DOCUMENT EXCERPT:
####################

Leader of the Young Liberals of Norway
- In office 1988–1990

Personal details
- Born: 23 June 1963 (age 62)
- Political party: Liberal Party

= Atle Hamar =

Norwegian politician (born 1963)

Atle Hamar (born 23 June 1963) is a Norwegian politician for the Liberal Party.

From 1988 to 1990 he was the leader of the Young Liberals of Norway, the youth wing of the Liberal Party. He was a member of the municipal council of Jølster Municipality and also the Sogn og Fjordane county council.

In 1997, during the first cabinet Bondevik, he was appointed political advisor in the Ministry of Transport and Communications under Minister Odd Einar Dørum. When Dørum changed ministry to the Ministry of Justice and the Police in 1999, Hamar followed. He was soon promoted to state secretary, and held this position until the first cabinet Bondevik fell in March 2000.

####################

AIM: In the Atle Hamar profile, which ministry did Hamar follow Odd Einar Dørum to in 1999? Please answer briefly.

MATERIAL PROVIDED:
####################

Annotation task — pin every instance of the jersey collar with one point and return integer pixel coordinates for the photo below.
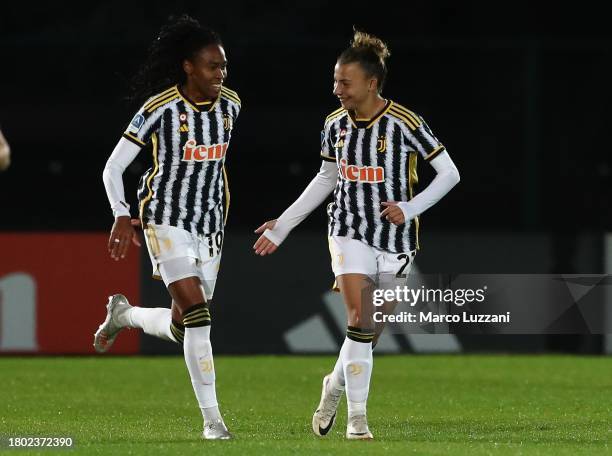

####################

ANSWER: The Ministry of Justice and the Police.